- Opening Delimiter -

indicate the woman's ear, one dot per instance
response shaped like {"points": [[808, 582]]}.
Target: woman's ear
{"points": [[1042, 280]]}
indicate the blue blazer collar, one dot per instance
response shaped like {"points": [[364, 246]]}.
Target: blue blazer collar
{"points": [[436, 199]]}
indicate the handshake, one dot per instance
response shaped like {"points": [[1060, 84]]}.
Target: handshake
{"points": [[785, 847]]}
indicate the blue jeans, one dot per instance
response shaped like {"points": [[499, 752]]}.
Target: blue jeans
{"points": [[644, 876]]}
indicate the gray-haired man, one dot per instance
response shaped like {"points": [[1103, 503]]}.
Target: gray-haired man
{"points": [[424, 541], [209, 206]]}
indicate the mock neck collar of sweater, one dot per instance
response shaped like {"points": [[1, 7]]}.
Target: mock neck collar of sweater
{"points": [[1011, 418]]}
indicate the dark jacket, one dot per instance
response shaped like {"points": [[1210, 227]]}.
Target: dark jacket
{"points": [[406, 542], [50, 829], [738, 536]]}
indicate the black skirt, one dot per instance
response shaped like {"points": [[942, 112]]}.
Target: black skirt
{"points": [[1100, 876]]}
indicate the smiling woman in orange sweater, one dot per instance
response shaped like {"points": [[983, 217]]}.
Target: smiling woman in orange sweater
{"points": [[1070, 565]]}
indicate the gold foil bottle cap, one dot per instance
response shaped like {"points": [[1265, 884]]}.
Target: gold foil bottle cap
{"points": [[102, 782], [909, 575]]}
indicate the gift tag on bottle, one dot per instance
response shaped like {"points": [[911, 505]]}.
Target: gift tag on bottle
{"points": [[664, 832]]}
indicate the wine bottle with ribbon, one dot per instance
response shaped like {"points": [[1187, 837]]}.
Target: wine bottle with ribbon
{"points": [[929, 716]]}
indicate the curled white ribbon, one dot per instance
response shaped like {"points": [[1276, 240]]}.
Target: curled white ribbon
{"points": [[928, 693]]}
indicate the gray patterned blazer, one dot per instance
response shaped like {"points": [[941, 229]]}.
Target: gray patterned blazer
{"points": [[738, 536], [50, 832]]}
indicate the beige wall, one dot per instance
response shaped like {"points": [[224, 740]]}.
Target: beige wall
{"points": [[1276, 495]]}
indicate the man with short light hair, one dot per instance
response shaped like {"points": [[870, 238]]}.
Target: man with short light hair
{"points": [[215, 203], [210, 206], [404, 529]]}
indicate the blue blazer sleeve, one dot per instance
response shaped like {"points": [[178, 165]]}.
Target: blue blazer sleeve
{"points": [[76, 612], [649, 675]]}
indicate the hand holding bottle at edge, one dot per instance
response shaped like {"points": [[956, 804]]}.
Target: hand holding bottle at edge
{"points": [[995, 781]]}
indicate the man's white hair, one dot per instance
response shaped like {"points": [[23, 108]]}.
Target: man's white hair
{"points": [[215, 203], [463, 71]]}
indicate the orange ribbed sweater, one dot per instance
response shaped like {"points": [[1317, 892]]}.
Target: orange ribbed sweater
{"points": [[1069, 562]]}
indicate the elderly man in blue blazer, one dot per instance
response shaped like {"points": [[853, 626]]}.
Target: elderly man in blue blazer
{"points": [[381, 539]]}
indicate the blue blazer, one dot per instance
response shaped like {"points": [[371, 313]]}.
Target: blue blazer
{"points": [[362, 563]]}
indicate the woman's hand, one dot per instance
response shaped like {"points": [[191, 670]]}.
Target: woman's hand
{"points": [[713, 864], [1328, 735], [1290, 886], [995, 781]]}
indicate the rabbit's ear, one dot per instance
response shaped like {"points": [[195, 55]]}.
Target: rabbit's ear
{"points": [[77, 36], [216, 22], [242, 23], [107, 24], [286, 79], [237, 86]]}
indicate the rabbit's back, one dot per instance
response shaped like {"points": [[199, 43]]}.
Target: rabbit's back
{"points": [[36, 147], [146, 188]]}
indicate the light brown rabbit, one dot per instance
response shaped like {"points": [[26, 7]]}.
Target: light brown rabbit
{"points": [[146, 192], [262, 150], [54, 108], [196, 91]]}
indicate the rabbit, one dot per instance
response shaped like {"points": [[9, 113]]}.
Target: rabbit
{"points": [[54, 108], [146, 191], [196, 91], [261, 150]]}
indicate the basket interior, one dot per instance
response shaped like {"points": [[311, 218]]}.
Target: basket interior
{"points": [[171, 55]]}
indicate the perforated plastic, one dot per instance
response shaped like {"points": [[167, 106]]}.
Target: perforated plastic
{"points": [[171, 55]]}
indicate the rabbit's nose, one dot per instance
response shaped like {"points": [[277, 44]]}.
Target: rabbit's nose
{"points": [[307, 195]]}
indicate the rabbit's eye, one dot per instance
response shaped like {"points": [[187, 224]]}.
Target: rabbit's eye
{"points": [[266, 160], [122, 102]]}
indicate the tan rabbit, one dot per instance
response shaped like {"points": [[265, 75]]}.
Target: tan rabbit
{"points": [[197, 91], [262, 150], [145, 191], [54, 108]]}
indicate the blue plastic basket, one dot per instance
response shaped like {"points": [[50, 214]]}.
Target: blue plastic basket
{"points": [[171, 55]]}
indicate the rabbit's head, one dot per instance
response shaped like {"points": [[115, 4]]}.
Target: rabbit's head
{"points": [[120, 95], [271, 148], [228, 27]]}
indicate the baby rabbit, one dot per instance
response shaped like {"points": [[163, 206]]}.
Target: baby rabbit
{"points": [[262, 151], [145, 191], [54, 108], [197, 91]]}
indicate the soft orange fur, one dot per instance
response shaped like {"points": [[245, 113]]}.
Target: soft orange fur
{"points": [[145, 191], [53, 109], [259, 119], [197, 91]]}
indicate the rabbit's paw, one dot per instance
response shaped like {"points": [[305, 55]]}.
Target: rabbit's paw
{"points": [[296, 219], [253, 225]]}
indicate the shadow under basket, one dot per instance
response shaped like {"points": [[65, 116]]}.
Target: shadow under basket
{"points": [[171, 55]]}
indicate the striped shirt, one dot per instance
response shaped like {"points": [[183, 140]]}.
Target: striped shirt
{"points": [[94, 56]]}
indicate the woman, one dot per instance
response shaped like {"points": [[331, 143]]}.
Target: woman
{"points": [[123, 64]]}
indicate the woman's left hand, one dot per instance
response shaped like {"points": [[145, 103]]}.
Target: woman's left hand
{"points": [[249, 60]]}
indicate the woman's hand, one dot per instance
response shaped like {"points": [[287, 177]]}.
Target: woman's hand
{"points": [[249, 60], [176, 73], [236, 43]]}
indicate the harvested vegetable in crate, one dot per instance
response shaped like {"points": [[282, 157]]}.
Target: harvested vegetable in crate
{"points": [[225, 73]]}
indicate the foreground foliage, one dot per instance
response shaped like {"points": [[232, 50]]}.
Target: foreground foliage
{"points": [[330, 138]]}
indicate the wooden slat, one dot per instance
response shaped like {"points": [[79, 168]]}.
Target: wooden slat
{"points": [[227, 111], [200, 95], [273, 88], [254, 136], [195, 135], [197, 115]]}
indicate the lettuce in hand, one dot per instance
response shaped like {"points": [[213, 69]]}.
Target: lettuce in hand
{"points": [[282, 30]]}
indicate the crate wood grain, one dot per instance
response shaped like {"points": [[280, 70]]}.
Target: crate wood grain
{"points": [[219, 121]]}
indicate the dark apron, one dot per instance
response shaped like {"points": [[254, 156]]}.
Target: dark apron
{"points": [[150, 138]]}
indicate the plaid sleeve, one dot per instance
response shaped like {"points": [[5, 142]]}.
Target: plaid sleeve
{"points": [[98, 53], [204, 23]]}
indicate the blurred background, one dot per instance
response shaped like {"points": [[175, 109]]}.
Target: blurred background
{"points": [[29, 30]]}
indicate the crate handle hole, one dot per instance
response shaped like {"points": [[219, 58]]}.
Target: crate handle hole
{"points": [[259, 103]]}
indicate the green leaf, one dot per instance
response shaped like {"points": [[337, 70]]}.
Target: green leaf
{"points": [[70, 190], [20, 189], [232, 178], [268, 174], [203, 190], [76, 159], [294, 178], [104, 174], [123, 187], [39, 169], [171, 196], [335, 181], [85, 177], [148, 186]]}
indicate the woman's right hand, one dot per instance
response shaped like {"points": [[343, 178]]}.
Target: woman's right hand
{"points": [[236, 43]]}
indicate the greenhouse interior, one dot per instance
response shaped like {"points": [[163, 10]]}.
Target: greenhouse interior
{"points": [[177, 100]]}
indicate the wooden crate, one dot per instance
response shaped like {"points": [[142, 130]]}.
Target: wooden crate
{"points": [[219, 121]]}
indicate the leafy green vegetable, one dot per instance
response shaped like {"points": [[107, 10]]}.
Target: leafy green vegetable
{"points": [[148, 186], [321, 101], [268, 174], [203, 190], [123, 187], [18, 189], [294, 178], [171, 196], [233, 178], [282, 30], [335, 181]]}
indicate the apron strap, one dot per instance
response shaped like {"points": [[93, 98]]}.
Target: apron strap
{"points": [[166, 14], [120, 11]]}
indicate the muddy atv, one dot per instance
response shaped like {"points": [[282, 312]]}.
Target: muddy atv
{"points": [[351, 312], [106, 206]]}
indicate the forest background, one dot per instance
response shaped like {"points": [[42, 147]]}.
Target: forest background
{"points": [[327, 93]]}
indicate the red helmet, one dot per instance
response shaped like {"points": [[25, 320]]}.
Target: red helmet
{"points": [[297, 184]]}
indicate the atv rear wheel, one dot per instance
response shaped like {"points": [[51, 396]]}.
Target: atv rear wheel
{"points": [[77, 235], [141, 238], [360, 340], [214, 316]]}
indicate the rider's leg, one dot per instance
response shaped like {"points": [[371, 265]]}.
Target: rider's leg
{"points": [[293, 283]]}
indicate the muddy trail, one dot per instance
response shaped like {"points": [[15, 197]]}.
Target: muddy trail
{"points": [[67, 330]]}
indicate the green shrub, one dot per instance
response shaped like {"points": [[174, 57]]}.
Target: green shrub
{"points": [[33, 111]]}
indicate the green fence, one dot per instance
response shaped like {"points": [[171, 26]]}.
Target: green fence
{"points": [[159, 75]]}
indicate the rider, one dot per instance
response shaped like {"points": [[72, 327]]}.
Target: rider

- Closing Delimiter -

== What the task asks ==
Could you print exactly the lines from the one containing "indicate the rider, one dot per instance" through the last line of the records above?

== Exercise response ==
indicate the rider, one dot per instance
response shaped like {"points": [[72, 327]]}.
Target: rider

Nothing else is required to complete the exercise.